— REQUIRED ACTION —
Provide an exact repetition of every entry, with no word altered.

══ DATASET

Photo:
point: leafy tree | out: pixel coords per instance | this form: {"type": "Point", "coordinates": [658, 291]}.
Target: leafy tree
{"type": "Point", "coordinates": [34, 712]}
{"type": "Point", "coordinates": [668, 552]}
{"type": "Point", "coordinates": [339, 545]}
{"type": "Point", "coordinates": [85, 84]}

════

— FINISHED EXERCISE —
Photo:
point: leafy tree | out: pixel coords per instance | this form: {"type": "Point", "coordinates": [658, 291]}.
Target: leafy tree
{"type": "Point", "coordinates": [34, 712]}
{"type": "Point", "coordinates": [668, 552]}
{"type": "Point", "coordinates": [339, 545]}
{"type": "Point", "coordinates": [85, 84]}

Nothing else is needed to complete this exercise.